Seitenauszug —

Alles für Schuhe
Der Unternehmer Gustav Schulmerich verkaufte in der ersten Hälfte des 20. Jahrhunderts Maschinen für die Schuhindustrie
Mit seinen Maschinen und Produkten fertigten die Fabriken in Elda ihre Schuhe an: Der deutsche Geschäftsmann Gustav Schulmerich ließ sich in den 1930er Jahren in dem Ort am Fluss Vinalopó nieder. Die Wirren des Spanischen Bürgerkriegs und des Zweiten Weltkriegs zwangen den Mainzer dabei immer wieder zum Improvisieren.
Im Jahr 2017 feiert die Deutsche Handelskammer in Spanien ihr 100. Gründungsjahr. In diesem Zusammenhang haben mich die Wechselfälle des Lebens einer Person in den Bann geschlagen, die in Deutschland geboren wurde, aber in der spanischen Wirtschaft und Kultur Wurzeln geschlagen hat. Unser Mann heißt Gustav Schulmerich, geboren 1890 in Mainz.
Alles begann, als ich ein Bündel von Exemplaren der Wochenzeitung „Idella“in die Finger bekam, die 1926 gegründet wurde. Eine Wochenzeitung, die – nach Aussage von Eldas verstorbenem Stadtchronisten Alberto Navarro Pastor – jeder lesen müsse, der an den lokalen Geschehnissen im historischen Zeitraum vor 1936 interessiert ist.
Ab 1927 – als die Zweite Republik noch nicht ausgerufen worden ist und das Land die letzten Schwanzschläge der Diktatur von Miguel Primo de Rivera erlebt – finden sich in der „Idella“auch die Annoncen eines ausländischen Unternehmens für Schuhindustriemaschinen: G. Schulmerich, mit Sitz in der Calle Alfonso XIII Nummer 41.
Im Herzen Eldas
Die „Idella“war eine Zeitung, die von der aufstrebenden Bourgeoisie illustrer Industrieller gelesen wurde und somit all jenen Geschäftsmännern, die mit der Schuhindustrie zu tun hatten. Ich begann, den Ursprung dieses deutschen Unternehmens zu erforschen, das in einer der Straßen ansässig war, die seinerzeit das neuralgische Zentrum Eldas gewesen sein musste: Dort befand sich auch das Casino Eldense, die Banco de Elda, Correos y Telégrafos, etc. Eine Straße, die von Hinz und Kunz und zu jeder Zeit besucht wurde. Wenn also dieser Unternehmer – außer seinem Produkt – etwas besitzen musste, dann war es Geschäftssinn: überzeugende Werbung und Firmensitz in einer der meistfrequentierten Zonen Eldas.

Bereitgestellte Daten —
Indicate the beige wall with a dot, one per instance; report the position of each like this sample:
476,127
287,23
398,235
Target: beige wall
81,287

Aufgaben —
[1] Wie lässt sich der Absatz des Seitenauszugs, der mit „Im Jahr 2017 feiert“ beginnt, kürzer fassen, ohne seine wichtigsten Fakten zu verlieren?
[2] Kannst du den Seitenauszug über Gustav Schulmerich im Anschluss an seinen letzten Satz fortführen?

Antworten je Aufgabe —
[1] 2017 feiert die Deutsche Handelskammer in Spanien ihr 100. Gründungsjahr. In diesem Zusammenhang rückt das wechselvolle Leben von Gustav Schulmerich in den Blick. Er wurde 1890 in Mainz geboren und schlug in der spanischen Wirtschaft und Kultur Wurzeln.

[2]
In einer Ausgabe der „Idella“, unter der Rubrik „Notas locales y generales“schreibt der Redakteur Folgendes: „Das bedeutende Haus für Maschinen und Artikel der Schuhfabrikation G. Schulmerich, das unser hochverehrter José Antonio Cárdenas vertritt, hat den Mechanikexperten Max Weil ernannt, um mit größter Gewissenhaftigkeit die Wünsche der zahlreichen Kunden zu bedienen.“
Gustav Schulmerich ist ein äußerst dynamischer Geschäftsmann. Während seiner ersten Jahre in Spanien entscheidet er sich offenbar, noch nicht in den Ankauf eines Gebäudes zu investieren, um eine eigene Niederlassung in der Stadt zu eröffnen, so wie dies die Konkurrenz macht. Eines der Pionierunternehmen des Sektors ist dabei zum Beispiel die US-amerikanische United Shoe Machinery Corp. (USMC), mit Niederlassungen in Elda und Barcelona.
Nein, zunächst will Schulmerich seine Maschinen und Schuhartikel bewerben, um sich nach und nach den Markt zu öffnen, mit der Aussicht auf eine endgültigen Konsolidierung, wenn erst einmal ein beachtlicher Kundenstamm aufgebaut ist. Die Industrie in dieser Zeit floriert, die Wachstumser- wartungen sind hoch, die nationale Nachfrage nach Schuhen ist groß und sogar für den Export gibt es einen Markt. Deshalb pendelt Schulmerich viel zwischen Frankfurt und Spanien hin und her. In Elda setzt er Personen ein, die ihn über die Entwicklung des Geschäfts informieren, während er in Deutschland die Fabrikation der bestellten Maschinen überwacht.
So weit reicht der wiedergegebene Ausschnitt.